> _Records to process_:

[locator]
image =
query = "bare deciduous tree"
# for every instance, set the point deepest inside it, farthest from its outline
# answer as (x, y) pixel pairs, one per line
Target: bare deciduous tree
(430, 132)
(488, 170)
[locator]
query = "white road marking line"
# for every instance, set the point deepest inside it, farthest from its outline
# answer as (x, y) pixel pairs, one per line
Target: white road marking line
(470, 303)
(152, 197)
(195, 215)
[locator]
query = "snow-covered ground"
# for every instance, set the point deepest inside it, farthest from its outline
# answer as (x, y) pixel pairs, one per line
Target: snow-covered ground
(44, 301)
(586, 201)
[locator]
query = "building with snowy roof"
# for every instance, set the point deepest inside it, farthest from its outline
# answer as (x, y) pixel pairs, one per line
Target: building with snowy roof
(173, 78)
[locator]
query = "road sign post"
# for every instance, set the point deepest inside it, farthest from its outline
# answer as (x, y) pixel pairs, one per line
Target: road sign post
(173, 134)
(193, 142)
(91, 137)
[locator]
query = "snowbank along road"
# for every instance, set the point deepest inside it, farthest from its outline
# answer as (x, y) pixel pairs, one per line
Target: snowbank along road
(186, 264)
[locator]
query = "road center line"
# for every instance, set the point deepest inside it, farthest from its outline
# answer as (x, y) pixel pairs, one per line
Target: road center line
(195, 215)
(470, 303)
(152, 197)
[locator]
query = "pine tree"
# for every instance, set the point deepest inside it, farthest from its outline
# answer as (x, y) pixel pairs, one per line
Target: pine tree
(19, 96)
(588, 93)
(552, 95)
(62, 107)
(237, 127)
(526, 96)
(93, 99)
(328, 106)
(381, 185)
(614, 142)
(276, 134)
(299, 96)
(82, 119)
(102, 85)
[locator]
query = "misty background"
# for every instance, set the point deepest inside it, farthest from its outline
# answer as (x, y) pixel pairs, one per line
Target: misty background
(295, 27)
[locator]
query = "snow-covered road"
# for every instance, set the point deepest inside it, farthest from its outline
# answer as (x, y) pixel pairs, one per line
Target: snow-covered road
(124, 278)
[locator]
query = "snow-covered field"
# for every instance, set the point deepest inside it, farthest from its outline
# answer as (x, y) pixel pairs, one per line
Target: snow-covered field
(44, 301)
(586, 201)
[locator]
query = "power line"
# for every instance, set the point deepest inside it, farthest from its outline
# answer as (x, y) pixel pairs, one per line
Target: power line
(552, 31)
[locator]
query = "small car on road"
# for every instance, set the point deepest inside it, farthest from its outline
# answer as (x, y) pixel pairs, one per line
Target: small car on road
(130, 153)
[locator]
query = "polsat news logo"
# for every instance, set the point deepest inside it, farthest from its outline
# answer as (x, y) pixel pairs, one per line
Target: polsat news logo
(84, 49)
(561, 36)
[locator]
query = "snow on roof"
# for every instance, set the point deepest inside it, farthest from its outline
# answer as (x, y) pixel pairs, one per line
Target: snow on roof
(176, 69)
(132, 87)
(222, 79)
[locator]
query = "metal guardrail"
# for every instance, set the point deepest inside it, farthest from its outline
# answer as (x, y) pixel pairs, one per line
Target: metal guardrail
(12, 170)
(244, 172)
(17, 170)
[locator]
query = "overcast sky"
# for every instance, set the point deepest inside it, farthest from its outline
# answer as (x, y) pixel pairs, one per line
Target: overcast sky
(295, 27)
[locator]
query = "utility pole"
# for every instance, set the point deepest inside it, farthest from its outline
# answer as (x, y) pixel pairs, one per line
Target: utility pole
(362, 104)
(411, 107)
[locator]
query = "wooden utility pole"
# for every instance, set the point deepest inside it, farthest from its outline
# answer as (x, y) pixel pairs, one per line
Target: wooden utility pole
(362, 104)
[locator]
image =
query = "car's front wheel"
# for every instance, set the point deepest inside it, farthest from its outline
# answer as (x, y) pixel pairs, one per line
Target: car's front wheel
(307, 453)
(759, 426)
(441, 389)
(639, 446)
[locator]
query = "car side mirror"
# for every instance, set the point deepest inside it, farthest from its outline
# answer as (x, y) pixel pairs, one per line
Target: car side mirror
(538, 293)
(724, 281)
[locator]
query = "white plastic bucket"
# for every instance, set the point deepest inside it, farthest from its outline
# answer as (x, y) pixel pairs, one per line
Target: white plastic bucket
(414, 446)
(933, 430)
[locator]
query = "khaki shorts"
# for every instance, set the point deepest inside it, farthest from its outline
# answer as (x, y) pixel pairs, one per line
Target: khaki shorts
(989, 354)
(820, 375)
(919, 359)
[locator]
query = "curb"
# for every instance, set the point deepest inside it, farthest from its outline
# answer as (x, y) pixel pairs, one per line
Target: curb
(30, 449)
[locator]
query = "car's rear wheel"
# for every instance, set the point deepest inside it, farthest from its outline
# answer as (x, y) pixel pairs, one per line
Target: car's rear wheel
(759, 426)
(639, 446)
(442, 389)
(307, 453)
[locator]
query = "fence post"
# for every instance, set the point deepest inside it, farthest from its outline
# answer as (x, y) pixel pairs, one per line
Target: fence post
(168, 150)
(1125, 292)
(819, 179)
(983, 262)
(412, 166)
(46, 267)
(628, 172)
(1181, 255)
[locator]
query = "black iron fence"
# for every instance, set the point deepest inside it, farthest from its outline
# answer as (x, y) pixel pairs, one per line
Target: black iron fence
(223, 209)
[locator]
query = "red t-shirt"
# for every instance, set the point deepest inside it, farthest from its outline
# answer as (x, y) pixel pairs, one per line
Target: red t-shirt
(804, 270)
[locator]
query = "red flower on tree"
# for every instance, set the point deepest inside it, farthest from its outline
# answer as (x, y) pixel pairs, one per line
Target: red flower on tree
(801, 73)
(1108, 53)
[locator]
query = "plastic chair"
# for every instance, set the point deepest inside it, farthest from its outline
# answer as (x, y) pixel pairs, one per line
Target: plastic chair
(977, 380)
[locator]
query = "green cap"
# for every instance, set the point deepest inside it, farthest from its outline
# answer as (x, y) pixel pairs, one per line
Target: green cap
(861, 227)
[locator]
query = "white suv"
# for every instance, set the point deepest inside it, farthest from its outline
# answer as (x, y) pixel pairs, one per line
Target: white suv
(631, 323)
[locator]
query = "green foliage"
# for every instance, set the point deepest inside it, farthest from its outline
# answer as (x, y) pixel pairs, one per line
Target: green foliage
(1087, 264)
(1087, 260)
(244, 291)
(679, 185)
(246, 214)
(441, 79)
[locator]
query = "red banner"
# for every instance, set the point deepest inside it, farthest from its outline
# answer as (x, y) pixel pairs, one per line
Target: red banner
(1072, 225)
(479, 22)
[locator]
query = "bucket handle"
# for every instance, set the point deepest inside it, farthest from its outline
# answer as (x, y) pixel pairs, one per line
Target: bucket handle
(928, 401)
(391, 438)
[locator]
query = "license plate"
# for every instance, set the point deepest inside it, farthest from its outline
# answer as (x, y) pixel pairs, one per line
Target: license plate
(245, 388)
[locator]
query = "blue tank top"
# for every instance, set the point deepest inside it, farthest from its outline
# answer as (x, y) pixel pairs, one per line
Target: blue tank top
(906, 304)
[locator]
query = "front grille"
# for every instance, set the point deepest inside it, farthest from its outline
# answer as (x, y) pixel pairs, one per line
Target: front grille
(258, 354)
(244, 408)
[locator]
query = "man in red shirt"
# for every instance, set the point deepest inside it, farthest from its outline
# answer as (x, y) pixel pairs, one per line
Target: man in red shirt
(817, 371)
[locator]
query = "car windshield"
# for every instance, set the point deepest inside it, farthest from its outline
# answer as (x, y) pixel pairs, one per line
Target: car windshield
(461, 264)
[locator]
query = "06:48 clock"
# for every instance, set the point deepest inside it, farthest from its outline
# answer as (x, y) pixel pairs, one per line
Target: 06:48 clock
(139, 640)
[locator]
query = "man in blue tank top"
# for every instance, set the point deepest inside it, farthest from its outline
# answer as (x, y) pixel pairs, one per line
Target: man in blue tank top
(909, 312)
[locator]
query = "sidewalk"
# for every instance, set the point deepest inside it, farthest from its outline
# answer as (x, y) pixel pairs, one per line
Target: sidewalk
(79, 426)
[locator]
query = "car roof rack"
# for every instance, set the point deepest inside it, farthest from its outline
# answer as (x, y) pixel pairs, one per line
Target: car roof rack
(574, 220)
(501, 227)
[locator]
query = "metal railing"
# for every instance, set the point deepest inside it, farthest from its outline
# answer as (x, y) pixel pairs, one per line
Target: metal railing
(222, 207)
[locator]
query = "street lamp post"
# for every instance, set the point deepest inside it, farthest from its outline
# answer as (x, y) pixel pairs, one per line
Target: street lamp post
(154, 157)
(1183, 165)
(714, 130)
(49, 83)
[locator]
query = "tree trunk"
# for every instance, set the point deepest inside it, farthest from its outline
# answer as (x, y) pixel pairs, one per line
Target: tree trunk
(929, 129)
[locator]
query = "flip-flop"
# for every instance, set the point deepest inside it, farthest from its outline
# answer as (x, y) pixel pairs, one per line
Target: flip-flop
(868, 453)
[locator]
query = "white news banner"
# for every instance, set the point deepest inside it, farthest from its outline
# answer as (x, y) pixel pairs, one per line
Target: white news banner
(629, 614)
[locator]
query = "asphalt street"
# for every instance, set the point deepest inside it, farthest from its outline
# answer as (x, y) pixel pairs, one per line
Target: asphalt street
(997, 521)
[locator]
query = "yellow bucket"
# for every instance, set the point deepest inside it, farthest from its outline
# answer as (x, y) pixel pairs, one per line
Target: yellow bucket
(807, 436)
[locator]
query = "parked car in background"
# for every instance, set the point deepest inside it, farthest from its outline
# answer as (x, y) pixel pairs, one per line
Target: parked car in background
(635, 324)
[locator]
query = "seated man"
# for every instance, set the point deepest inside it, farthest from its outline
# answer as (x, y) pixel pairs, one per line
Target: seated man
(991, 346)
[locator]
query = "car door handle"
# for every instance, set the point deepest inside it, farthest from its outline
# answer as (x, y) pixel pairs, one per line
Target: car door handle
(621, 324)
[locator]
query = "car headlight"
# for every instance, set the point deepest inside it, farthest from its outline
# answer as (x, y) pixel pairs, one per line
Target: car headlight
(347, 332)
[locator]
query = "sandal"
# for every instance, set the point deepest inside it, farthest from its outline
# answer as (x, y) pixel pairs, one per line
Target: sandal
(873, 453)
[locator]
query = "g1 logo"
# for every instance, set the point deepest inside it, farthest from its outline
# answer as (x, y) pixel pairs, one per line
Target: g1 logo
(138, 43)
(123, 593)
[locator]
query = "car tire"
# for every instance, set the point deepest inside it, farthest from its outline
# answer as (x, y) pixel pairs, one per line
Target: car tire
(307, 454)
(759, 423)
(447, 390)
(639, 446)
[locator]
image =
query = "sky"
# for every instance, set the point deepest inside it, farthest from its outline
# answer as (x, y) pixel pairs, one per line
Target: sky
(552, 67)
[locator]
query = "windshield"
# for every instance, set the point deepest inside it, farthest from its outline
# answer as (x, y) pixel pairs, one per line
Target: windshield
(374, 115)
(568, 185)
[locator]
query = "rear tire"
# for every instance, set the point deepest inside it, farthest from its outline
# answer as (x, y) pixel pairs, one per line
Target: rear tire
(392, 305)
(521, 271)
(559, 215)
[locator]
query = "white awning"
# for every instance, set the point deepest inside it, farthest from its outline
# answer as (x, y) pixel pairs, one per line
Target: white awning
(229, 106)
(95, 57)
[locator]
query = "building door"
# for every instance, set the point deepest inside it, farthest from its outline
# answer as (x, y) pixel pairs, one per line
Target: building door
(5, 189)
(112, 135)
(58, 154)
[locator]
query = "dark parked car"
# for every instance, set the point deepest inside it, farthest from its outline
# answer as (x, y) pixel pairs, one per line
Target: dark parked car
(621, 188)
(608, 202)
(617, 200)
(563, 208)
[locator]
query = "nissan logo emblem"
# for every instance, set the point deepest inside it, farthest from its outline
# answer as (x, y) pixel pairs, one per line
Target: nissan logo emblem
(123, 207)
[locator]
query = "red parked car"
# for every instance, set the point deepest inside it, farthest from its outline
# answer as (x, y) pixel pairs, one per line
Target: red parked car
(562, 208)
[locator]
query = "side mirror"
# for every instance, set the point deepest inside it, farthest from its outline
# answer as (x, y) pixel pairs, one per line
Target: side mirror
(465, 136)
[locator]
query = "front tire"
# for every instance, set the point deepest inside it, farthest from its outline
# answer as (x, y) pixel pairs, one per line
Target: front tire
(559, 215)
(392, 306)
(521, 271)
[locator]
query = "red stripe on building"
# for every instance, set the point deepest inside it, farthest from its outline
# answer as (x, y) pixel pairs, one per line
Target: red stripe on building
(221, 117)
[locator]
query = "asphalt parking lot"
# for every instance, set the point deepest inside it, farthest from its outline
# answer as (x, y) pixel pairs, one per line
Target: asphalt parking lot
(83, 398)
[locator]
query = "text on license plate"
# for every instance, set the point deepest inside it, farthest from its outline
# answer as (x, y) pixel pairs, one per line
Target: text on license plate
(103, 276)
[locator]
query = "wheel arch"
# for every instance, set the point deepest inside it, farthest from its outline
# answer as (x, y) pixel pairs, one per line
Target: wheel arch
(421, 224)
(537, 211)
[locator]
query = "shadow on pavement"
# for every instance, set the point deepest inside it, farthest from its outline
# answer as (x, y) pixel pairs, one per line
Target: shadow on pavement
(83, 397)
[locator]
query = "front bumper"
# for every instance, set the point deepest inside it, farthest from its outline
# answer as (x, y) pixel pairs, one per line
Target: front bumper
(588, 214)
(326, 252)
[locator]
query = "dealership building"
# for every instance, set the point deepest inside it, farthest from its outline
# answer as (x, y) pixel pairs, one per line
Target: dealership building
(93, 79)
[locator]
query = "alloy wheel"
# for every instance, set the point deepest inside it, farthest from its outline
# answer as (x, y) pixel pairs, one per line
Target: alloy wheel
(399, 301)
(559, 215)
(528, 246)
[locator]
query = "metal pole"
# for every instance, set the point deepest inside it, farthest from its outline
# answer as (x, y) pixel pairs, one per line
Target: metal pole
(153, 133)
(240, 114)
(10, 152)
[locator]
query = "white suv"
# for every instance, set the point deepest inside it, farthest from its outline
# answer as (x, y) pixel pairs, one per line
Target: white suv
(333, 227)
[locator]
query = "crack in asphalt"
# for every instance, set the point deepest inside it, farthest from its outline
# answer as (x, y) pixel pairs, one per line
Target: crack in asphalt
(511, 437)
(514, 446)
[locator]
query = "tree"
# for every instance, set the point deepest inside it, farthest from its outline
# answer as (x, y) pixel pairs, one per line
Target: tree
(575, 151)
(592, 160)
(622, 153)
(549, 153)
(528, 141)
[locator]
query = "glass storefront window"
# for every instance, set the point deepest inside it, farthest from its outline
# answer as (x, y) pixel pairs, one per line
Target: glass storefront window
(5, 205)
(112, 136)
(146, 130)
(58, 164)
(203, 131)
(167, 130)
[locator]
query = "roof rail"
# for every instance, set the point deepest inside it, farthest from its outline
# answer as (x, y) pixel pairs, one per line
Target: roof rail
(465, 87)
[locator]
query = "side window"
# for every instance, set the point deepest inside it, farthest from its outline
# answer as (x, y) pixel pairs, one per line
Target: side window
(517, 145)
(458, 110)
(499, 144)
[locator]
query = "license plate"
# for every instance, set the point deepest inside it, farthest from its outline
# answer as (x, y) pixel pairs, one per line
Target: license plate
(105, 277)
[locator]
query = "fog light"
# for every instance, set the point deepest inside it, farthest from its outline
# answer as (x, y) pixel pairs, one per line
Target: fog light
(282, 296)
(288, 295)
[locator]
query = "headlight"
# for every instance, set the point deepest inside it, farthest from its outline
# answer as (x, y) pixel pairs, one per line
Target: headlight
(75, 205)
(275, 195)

> _Task to carry out_: Tally the lines in the records above that contain the word "chair" and give only that number.

> _Answer in full_: 2